## Written exercise
Please identify every line in the records below that contains the word "step", and copy each of those lines in full.
-- start of Dataset extract --
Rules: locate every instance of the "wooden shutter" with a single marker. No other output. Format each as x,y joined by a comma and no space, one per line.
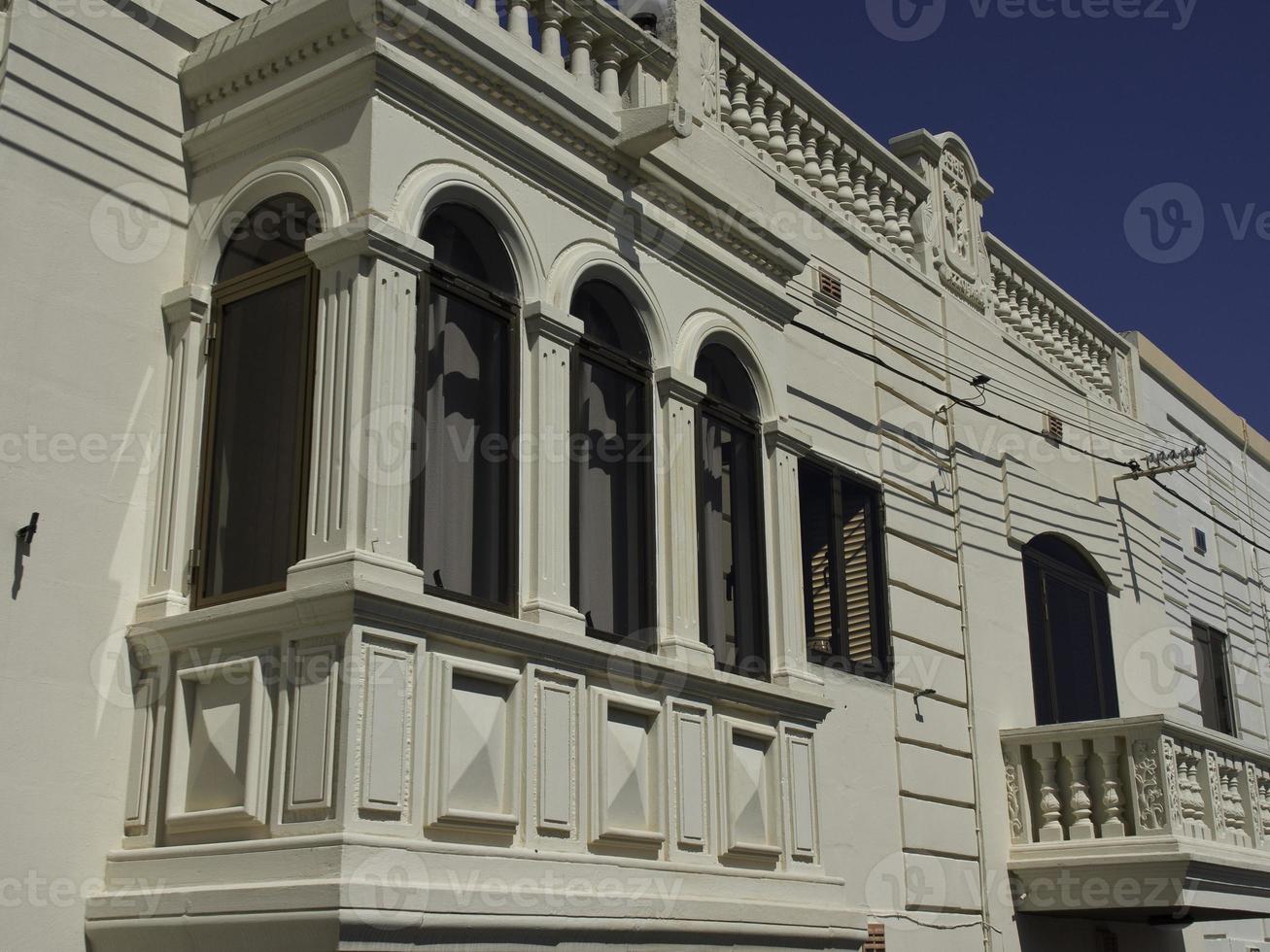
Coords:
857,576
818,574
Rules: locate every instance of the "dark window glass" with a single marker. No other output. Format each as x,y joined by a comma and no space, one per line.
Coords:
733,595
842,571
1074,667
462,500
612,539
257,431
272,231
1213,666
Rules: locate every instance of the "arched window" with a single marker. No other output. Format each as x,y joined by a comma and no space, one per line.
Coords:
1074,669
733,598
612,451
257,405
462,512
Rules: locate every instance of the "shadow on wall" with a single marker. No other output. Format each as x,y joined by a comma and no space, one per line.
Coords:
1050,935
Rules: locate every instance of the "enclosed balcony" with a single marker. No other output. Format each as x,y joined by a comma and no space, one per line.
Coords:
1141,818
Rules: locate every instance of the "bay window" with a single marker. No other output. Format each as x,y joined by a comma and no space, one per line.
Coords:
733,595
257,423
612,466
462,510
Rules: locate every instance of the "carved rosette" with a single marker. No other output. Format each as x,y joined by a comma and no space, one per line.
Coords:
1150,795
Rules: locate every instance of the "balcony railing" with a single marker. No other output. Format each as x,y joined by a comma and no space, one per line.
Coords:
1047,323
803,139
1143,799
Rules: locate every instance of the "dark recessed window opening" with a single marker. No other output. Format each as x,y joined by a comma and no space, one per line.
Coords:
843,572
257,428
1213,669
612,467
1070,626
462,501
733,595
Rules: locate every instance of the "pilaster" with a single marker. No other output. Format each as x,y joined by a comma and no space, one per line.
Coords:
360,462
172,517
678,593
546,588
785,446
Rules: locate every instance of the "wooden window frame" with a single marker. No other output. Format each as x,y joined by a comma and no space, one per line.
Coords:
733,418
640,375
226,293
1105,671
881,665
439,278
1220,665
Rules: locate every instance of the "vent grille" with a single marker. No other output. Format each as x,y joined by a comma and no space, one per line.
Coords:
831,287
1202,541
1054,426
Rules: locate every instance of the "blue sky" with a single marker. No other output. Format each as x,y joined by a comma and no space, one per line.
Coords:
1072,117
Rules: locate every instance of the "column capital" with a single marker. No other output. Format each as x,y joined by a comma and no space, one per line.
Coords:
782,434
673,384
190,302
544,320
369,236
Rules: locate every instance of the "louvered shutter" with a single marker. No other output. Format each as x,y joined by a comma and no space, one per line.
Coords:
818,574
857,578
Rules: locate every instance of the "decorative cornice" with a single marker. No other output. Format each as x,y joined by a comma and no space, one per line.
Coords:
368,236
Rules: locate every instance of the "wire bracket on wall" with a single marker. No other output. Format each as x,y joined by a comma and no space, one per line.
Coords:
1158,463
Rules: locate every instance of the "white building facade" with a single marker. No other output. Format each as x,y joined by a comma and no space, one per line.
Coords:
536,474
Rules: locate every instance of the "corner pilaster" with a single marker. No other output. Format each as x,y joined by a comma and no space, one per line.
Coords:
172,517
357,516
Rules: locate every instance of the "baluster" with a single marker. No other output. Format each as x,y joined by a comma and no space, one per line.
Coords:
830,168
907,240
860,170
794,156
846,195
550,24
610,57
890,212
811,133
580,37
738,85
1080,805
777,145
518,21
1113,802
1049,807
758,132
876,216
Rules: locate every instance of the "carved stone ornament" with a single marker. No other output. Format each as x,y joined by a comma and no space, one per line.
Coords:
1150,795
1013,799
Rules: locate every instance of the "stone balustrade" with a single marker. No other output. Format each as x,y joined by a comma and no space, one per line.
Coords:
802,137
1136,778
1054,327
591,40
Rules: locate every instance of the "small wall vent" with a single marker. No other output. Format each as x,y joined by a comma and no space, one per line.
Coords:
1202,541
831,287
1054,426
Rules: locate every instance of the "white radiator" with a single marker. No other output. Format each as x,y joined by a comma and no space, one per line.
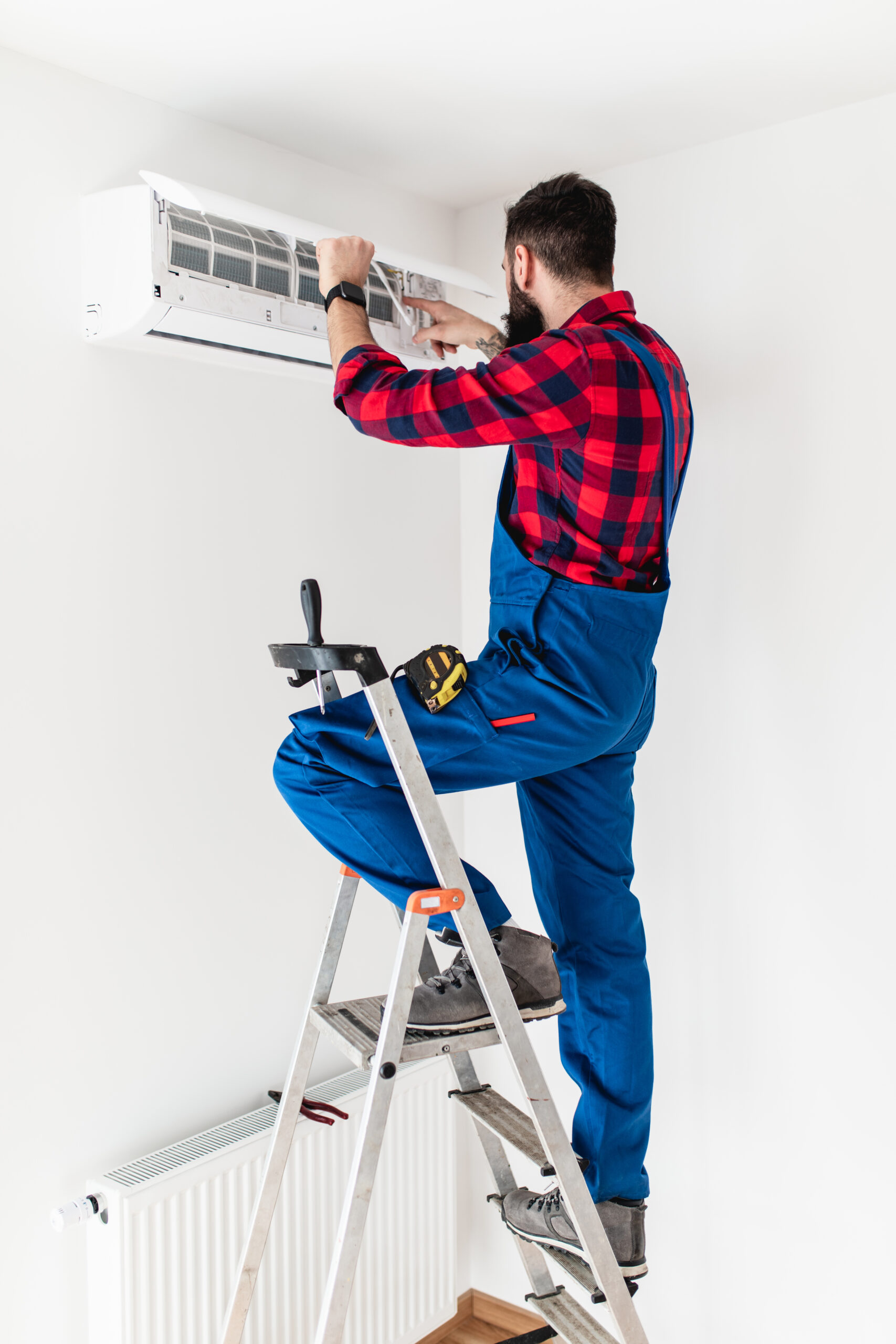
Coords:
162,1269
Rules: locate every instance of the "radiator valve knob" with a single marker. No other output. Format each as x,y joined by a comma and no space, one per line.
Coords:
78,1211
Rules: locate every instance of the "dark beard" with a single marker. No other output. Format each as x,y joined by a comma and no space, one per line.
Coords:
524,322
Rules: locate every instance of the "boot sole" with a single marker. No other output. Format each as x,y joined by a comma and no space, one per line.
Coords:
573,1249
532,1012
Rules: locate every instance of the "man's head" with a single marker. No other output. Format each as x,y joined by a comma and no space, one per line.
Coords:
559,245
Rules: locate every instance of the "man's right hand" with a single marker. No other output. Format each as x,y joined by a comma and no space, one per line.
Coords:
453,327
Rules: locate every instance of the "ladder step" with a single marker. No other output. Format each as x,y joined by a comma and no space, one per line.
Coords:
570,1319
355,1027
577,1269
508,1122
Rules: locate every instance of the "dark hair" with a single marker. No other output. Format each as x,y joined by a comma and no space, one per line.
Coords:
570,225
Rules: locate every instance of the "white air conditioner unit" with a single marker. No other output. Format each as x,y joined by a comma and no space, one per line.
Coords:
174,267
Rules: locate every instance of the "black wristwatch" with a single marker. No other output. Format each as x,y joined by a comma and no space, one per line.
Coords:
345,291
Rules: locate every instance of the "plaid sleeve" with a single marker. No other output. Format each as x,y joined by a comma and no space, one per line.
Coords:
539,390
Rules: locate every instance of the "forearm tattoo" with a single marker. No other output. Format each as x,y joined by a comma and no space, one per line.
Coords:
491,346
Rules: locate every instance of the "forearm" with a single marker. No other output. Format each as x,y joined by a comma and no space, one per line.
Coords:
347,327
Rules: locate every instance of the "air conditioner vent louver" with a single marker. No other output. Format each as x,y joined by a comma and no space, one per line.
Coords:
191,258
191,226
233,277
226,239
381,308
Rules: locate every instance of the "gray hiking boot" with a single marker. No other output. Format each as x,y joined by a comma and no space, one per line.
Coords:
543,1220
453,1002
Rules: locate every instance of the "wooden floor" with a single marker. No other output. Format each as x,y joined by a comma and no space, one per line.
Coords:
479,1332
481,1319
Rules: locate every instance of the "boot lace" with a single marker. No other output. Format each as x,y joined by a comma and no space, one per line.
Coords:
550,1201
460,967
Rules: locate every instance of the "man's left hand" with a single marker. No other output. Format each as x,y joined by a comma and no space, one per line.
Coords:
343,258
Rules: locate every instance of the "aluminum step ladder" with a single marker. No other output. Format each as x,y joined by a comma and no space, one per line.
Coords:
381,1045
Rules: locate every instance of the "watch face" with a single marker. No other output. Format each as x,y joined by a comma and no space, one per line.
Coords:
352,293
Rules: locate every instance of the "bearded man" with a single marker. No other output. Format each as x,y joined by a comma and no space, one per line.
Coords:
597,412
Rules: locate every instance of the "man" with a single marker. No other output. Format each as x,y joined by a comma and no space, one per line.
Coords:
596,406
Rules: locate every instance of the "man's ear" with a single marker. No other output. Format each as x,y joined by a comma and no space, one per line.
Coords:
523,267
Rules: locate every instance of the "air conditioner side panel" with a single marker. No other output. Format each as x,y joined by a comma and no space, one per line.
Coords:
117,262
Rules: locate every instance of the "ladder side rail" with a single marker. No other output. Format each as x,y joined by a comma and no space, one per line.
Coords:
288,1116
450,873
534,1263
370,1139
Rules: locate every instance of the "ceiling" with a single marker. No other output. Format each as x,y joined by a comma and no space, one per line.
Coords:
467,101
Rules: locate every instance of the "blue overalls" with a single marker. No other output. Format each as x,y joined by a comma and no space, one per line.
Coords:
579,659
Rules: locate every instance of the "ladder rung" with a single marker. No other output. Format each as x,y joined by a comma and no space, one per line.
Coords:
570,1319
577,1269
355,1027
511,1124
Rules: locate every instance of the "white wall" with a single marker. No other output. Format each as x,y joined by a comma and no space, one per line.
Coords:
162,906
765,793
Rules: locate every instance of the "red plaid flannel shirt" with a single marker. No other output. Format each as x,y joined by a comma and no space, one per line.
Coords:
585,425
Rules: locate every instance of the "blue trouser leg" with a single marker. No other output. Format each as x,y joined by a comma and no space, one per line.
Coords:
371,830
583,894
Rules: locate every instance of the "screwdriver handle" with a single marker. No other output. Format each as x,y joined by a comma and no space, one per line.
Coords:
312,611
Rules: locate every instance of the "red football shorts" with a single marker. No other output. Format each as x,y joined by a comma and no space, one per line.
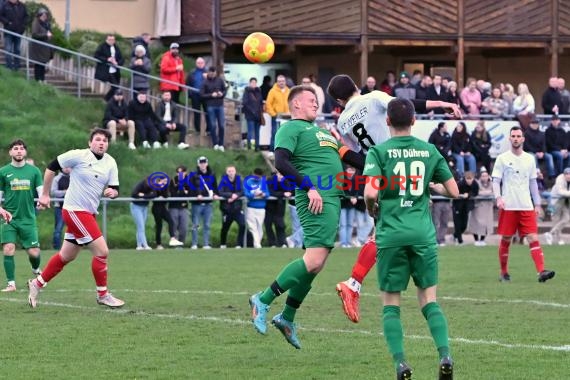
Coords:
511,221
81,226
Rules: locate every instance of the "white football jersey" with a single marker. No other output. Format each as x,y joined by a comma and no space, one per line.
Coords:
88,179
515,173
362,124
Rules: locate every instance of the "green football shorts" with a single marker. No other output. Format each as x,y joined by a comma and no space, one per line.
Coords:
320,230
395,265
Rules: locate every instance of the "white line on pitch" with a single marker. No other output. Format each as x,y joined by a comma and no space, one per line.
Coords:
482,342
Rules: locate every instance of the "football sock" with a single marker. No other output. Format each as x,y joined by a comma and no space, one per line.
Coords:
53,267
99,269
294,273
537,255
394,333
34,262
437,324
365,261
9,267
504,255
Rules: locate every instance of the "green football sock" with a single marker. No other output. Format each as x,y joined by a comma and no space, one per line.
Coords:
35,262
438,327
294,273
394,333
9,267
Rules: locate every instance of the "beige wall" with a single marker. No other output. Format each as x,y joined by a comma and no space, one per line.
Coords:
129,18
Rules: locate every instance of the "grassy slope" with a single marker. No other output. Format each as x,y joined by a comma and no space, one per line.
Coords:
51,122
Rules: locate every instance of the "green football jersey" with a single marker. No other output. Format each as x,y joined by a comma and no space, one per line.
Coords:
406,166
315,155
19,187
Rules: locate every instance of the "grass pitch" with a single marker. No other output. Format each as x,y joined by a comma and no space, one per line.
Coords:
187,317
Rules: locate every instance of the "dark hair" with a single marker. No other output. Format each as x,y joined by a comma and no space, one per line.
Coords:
-- end of Dataset extract --
## The solution
Rules: locate every instance of the "ladder step" with a single marker. No other output. Format each as x,y joined by a comma and no space, one per line.
Rules: locate every instance of the "aluminum step ladder" with a single marker. No other output. Format each as x,y joined by a comma and no space, one per line.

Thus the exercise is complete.